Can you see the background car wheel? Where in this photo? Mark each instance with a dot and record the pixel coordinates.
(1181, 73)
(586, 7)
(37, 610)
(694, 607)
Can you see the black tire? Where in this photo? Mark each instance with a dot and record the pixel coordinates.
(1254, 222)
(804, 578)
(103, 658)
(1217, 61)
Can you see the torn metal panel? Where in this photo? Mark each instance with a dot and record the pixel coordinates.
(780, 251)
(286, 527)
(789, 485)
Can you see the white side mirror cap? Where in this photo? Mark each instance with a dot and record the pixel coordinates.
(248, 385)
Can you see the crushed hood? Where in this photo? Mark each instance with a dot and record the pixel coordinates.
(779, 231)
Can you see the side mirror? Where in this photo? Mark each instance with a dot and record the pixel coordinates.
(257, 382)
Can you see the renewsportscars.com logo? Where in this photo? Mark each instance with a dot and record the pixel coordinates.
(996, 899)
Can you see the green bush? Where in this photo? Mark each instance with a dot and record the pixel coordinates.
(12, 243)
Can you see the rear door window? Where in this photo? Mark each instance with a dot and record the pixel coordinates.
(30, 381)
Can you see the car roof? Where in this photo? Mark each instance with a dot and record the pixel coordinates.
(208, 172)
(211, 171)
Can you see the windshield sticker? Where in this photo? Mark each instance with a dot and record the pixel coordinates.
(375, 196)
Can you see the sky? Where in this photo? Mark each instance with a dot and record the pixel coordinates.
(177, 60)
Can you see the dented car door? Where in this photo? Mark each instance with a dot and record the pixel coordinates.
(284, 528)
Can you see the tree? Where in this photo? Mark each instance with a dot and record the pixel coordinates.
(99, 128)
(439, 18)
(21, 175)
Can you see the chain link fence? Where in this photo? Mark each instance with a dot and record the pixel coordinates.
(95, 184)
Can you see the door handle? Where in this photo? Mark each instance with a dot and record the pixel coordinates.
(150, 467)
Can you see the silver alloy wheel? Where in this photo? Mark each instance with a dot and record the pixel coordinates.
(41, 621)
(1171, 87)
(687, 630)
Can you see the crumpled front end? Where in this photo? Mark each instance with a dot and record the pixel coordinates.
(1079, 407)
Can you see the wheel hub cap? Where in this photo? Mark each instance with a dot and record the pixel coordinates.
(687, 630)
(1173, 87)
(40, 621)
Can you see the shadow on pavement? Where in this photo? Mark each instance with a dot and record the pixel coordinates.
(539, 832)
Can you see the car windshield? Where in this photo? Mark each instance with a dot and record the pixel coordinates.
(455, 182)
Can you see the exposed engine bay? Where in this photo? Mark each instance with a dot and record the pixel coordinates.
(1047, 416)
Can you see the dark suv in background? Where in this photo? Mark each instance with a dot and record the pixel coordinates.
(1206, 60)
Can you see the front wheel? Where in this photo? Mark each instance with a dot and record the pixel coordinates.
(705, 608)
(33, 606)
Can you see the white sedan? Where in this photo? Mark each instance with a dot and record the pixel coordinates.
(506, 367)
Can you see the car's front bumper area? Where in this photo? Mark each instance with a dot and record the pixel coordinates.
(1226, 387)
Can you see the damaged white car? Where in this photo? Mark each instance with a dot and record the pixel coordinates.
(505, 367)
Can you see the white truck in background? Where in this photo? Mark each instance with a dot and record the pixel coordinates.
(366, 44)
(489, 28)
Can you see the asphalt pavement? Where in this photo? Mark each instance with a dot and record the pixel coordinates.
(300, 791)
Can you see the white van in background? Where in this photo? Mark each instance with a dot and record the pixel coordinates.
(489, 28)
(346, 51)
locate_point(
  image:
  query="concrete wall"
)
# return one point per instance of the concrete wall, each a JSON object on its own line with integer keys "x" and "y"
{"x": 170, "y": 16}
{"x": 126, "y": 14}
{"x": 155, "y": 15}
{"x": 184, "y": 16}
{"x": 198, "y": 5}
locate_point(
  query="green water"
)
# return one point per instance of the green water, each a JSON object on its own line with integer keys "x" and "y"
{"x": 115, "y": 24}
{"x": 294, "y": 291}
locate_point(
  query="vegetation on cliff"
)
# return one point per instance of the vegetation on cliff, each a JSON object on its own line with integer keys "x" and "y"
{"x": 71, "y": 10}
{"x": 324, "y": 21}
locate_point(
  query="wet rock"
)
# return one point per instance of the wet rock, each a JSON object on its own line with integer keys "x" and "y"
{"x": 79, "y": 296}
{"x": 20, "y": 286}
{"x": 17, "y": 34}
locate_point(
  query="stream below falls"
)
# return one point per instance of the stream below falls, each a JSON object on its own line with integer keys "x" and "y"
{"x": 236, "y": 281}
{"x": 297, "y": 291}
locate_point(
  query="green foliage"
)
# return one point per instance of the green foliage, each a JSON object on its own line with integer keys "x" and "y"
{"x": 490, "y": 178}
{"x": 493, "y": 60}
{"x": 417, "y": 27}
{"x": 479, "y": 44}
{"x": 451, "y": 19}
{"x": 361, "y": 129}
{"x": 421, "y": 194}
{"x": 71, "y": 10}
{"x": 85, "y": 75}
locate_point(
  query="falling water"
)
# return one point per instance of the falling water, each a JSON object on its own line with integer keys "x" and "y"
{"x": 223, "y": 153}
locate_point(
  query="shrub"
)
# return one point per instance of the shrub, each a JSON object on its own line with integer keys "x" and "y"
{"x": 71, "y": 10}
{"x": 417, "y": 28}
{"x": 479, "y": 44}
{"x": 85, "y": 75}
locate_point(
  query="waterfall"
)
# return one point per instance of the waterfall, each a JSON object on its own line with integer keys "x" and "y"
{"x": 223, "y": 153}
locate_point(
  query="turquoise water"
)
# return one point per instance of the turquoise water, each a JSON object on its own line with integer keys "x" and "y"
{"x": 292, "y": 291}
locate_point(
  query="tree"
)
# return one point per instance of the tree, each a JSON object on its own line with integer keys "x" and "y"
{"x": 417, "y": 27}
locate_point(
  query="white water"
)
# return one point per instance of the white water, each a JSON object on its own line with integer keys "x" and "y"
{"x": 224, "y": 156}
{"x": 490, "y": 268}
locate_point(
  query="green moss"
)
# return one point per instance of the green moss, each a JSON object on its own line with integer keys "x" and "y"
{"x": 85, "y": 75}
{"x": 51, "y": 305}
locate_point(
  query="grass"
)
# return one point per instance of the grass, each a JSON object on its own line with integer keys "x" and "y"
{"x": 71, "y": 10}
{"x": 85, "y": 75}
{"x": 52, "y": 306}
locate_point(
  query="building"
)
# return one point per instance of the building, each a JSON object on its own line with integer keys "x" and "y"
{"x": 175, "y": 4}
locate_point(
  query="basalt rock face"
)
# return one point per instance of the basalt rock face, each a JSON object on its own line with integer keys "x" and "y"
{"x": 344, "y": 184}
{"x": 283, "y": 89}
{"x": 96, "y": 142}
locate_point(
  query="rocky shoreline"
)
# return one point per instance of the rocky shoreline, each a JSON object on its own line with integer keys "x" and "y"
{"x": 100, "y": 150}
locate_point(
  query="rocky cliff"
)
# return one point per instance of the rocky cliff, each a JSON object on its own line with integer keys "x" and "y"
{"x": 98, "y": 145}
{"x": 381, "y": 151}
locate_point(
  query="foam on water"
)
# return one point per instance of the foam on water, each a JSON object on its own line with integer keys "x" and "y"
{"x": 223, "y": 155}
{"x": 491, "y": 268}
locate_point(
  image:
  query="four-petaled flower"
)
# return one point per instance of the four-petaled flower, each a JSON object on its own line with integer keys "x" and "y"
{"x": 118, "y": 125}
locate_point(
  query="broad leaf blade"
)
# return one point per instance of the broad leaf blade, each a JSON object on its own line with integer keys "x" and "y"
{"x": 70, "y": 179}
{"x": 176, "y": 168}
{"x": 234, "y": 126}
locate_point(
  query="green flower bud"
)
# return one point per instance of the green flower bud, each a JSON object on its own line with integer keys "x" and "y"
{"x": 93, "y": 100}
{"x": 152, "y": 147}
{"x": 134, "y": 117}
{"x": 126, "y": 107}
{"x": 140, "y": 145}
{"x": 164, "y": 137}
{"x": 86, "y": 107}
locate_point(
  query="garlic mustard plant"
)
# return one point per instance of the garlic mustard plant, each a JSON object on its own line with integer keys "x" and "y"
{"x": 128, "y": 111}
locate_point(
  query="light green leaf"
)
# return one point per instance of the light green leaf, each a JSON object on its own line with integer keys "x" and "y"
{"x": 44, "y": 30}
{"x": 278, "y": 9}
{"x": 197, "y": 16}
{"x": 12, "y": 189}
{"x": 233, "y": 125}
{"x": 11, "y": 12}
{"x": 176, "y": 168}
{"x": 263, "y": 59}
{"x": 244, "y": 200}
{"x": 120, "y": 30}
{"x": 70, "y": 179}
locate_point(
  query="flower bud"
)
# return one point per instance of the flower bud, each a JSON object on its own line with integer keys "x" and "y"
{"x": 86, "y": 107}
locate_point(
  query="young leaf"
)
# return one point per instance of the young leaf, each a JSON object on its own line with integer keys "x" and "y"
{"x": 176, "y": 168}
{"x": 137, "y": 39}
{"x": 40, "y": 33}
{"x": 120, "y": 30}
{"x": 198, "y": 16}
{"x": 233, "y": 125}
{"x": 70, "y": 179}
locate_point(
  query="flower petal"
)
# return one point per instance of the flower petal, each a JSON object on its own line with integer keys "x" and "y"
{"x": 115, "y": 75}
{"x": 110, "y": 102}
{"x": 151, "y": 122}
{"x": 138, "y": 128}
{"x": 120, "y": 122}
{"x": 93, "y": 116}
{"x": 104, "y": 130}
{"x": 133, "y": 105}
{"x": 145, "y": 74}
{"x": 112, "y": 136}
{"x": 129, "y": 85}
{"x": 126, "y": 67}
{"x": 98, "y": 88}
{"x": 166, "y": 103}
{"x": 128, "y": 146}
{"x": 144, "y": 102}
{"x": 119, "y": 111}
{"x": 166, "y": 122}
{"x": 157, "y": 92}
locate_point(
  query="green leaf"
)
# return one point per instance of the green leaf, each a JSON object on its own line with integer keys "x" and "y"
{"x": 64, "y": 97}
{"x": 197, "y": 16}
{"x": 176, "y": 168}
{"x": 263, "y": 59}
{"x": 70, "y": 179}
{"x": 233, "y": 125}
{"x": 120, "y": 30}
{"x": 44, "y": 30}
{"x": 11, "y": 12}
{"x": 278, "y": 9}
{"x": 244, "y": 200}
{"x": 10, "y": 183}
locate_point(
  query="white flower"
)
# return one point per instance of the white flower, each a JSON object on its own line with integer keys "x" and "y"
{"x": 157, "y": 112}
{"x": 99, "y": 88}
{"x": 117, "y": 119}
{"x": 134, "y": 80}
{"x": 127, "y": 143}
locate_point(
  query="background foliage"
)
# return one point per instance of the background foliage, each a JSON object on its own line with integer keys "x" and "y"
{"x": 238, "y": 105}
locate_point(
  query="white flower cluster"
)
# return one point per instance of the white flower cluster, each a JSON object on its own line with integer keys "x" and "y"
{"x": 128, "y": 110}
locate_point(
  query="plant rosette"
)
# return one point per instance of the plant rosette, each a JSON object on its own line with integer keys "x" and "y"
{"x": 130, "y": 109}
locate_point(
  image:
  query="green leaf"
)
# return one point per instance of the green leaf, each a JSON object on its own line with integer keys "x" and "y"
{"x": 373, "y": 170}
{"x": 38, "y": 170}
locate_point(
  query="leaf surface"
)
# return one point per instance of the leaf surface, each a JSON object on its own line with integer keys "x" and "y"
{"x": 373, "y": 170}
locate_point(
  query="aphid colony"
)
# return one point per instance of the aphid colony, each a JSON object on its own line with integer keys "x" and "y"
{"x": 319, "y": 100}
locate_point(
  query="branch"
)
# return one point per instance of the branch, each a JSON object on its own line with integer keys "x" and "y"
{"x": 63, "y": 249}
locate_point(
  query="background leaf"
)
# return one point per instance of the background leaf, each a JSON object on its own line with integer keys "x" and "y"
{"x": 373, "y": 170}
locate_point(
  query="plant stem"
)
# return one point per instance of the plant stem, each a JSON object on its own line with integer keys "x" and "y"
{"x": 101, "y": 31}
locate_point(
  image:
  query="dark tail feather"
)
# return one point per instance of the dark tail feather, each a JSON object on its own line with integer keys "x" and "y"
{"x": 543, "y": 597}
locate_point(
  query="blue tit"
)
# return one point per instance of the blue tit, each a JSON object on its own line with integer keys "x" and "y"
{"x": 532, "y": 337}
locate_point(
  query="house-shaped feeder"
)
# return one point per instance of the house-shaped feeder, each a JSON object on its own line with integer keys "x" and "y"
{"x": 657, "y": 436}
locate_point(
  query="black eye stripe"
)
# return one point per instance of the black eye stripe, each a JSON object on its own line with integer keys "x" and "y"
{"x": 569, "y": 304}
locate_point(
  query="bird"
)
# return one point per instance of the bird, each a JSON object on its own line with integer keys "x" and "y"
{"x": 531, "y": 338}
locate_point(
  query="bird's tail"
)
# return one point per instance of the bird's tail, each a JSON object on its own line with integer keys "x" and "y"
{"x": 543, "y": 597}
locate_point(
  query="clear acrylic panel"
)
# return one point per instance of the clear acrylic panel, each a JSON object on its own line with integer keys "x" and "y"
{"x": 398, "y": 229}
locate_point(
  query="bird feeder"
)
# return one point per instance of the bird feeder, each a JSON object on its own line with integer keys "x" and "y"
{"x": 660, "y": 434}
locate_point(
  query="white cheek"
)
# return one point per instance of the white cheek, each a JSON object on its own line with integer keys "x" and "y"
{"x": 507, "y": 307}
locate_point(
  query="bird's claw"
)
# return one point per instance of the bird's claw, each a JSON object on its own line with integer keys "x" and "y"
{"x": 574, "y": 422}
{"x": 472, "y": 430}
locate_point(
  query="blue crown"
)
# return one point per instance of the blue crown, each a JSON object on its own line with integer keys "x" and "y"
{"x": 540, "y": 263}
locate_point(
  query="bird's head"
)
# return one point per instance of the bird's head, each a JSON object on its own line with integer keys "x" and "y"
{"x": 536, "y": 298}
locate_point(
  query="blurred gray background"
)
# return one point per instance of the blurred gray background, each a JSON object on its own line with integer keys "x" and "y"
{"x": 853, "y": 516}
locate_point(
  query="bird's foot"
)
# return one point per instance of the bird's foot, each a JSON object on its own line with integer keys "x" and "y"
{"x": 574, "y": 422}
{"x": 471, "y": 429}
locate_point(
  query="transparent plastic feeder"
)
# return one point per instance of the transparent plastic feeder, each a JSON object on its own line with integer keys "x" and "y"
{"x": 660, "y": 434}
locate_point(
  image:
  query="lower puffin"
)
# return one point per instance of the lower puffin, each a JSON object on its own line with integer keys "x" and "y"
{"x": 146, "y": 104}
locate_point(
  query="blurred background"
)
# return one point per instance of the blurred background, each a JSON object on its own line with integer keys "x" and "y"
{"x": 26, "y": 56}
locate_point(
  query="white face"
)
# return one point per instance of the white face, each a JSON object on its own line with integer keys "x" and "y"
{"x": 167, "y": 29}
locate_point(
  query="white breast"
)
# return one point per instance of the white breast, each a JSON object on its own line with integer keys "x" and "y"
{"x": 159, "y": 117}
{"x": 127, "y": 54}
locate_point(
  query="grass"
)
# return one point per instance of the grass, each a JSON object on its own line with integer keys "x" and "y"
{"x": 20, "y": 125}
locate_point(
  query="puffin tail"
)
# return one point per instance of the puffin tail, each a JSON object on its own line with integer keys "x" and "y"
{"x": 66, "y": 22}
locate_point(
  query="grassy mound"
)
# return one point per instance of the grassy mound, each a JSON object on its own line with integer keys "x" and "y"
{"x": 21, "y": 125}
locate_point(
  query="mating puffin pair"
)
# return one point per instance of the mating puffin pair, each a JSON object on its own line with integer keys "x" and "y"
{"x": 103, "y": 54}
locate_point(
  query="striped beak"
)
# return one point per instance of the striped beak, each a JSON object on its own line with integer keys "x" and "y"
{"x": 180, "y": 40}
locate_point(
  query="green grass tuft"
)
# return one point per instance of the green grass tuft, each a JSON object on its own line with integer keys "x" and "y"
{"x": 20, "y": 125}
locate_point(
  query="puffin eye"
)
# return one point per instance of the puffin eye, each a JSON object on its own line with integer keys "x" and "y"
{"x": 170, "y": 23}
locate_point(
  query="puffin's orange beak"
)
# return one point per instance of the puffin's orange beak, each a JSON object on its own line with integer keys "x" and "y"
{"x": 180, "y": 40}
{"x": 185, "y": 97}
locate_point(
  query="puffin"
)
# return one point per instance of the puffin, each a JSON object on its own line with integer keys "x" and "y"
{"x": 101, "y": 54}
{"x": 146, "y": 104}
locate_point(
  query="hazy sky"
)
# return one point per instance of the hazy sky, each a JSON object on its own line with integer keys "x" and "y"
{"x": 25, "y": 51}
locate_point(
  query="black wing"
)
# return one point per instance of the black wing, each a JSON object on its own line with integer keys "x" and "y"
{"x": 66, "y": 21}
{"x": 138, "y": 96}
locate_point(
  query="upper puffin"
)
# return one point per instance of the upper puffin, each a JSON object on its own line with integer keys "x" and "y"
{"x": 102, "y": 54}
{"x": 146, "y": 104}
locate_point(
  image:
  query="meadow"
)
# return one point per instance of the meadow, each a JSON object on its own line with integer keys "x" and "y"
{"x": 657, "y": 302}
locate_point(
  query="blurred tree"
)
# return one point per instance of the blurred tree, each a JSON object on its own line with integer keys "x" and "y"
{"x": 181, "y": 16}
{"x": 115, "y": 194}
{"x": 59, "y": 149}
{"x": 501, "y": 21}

□ □ □

### What you need to do
Gather every line in the records that contains the string "broad". Case counts.

### Solution to this exercise
  query="broad leaf blade"
# return one point per instance of the broad leaf blade, each a JSON object on its own line with integer keys "x" and "y"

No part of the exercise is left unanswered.